ACTIVITY LIST |
- 1) List every person named in the passage about Manu Bhaker's Olympic comeback.
- 2) Carry on the piece about Manu Bhaker's return to Olympic shooting from its final sentence.

PASSAGE PROVIDED |
============================================================
Her moment of epiphany came at the most unlikely of places – a beachside resort in Cherai, Kerala.
On a vacation to recover from the Tokyo Olympics shock, Manu Bhaker was in her room all by herself while her family was out sightseeing. “Suddenly, I found myself standing in front of a blank, white wall holding a kettle filled with water,” Manu laughs.
It’s what shooters call holding practice – to test the stability and strength of their arm. “That was the time when I was like, ‘I am getting restless, I really need to get back’.”
For 25 days until that moment, Manu hadn’t even looked at her pistol. Shocked and shaken by her debut Olympics, where she couldn’t make a single final – “one of the very sour memories of my life,” she says – Manu was convinced she was ‘done’.
But when she felt desperation, holding a kettle brimming with water was the sign, she took the first flight back to Delhi and was back at the range.
It’s taken a while, three years to be exact, but on Saturday Manu took her first step towards redemption. With a scintillating qualifying round where she shot a total of 580, two less than topper Veronika Major from Hungary, the shooter described by her coach Jaspal Rana as a ‘generational talent’ ensured she’ll have a shot at an Olympic medal for the first time in her career.
============================================================
INFORMATION PROVIDED |
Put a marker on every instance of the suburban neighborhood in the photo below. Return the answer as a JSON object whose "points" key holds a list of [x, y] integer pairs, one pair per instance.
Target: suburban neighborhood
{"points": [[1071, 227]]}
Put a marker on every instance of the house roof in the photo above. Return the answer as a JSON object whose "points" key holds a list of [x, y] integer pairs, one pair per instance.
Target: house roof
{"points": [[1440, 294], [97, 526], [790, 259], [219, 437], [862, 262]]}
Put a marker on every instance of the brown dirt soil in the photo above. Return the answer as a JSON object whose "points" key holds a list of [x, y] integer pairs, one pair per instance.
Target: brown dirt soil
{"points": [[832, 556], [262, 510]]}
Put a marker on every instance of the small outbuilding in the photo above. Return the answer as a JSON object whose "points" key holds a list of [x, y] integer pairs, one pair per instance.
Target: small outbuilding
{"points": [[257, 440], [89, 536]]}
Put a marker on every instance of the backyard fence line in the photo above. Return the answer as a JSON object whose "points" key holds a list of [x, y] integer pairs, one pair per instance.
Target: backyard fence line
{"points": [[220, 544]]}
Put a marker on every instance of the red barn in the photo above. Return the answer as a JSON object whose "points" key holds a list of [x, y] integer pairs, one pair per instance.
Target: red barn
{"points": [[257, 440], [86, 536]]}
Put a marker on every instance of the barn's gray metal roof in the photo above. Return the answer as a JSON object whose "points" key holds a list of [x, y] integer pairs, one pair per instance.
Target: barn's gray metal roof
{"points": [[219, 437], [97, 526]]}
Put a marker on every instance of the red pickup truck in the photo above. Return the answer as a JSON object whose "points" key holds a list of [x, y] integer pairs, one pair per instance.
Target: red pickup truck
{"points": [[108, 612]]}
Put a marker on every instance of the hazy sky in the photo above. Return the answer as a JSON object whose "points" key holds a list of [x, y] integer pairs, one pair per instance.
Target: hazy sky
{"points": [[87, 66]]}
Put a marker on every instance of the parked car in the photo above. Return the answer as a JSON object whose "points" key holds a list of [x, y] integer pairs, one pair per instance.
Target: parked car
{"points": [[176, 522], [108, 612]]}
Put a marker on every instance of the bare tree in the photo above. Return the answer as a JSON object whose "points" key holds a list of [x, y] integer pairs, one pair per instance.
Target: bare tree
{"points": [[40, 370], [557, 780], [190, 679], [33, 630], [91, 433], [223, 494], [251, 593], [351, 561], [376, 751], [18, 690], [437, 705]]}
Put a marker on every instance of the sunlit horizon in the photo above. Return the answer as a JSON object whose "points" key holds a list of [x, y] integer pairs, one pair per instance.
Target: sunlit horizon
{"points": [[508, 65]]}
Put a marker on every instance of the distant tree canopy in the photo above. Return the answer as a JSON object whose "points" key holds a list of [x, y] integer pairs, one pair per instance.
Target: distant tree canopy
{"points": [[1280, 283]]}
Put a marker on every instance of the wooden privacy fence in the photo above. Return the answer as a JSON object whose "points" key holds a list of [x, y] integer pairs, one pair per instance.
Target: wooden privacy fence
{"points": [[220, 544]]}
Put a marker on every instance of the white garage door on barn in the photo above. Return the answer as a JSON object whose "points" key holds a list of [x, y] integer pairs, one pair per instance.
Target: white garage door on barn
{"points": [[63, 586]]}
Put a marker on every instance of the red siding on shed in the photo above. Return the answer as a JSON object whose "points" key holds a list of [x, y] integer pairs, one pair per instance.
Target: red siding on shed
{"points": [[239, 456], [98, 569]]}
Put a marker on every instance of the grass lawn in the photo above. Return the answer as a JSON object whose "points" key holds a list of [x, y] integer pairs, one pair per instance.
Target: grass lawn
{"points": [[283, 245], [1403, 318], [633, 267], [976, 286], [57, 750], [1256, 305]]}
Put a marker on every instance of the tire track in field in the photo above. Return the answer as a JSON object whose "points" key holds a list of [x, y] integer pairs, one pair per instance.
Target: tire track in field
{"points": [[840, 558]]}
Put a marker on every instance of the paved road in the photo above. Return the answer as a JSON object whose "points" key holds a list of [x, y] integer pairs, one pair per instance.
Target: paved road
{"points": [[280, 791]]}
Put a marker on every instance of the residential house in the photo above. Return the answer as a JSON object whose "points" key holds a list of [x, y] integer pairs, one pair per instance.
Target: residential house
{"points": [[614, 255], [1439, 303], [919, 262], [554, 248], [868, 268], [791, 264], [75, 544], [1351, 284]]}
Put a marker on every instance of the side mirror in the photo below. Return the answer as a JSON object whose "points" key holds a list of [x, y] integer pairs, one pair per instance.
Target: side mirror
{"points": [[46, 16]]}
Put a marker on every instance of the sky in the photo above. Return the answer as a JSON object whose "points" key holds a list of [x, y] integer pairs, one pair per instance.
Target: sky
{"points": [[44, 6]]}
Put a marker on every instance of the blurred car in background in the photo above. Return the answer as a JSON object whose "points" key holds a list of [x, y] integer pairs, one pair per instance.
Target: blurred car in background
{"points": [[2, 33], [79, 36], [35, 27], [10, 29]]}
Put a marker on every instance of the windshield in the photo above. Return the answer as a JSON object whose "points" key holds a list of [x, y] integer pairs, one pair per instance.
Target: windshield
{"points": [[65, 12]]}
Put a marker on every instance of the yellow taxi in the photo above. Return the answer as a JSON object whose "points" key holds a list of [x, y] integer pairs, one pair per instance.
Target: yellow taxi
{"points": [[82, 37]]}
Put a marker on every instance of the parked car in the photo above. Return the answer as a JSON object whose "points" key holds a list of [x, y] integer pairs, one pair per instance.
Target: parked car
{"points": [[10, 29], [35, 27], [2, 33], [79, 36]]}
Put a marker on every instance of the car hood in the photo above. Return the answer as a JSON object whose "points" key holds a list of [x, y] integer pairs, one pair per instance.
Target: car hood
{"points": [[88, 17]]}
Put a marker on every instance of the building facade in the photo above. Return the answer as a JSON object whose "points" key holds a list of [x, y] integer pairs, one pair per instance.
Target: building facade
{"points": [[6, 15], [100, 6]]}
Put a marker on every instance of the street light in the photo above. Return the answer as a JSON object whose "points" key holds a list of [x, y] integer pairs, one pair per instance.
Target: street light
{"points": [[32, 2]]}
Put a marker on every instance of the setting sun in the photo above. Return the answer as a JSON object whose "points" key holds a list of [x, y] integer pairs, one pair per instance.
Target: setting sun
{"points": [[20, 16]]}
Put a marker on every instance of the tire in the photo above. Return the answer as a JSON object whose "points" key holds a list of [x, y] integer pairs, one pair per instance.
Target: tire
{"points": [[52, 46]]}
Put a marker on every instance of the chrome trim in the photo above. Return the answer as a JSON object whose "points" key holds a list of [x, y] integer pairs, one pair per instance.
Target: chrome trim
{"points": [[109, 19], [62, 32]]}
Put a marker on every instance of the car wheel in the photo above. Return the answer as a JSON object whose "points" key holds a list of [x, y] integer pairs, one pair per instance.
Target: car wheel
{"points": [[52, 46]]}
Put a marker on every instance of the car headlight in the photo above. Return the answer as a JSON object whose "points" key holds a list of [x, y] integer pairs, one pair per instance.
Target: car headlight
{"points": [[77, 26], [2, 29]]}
============================================================
ANSWERS TO THE PROBLEMS |
- 1) Manu Bhaker, Veronika Major, Jaspal Rana

- 2)
The podium still isn’t in her sight — Manu’s record in the 10m air pistol final is, at best, iffy — but figuring in the top 8 and reaching the final marks an improvement, however minor it may be.
And it also lifted the despair that gripped the Indian shooting team on a gloomy day in Chateauroux. The mixed air rifle teams fell short of expectations.
These teams showed a brave face and masked their disappointment with a smile, but deep down there must have been a disconcerting sense of a repeat of Tokyo
Olympics all over again — back then, luck eluded India similarly as the shooters returned empty-handed.
‘Sour memories for life’
Manu has lived that pain for the last three years.
“Tokyo is one of the very sour memories of my life,” she repeats. “I was not confident in Tokyo. I had doubts about myself, and my ability to win, I was putting pressure on myself to win – that feeling that somehow, I had to win. That became my only goal and I missed out on so much. I wasn’t enjoying myself, I had cut out everything.”
She created a bubble around herself and ensured ‘nobody entered it’. “I was so scared to talk to people also. I was trying to cut myself off from everyone,” she adds. Then, Covid happened and like others, she says, the pandemic ‘changed her as a person’ — the initial impact was she got restless.
“When the Olympics came, I was like ‘Let’s just get through this somehow; let’s just get through this somehow’.” She recalls standing on the firing point and forcing her shots — shooters in their firing positions are taught to be like monks, and this was the opposite of that. There was a weapon failure and shot groupings that looked like rangolis. Manu’s first Olympic outing was everything opposite of what she imagined.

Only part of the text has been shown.